**What this task involves**.
Edit the records so that "window sill" becomes "windowsill" wherever it appears, and leave everything else unchanged.

Entries from a pointing dataset
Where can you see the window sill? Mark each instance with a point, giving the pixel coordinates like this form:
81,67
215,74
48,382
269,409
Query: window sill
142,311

**Result**.
Where can you see the windowsill? Mark each instance with a point, giving the pixel coordinates like this form:
81,67
215,74
48,382
269,409
Query: windowsill
142,311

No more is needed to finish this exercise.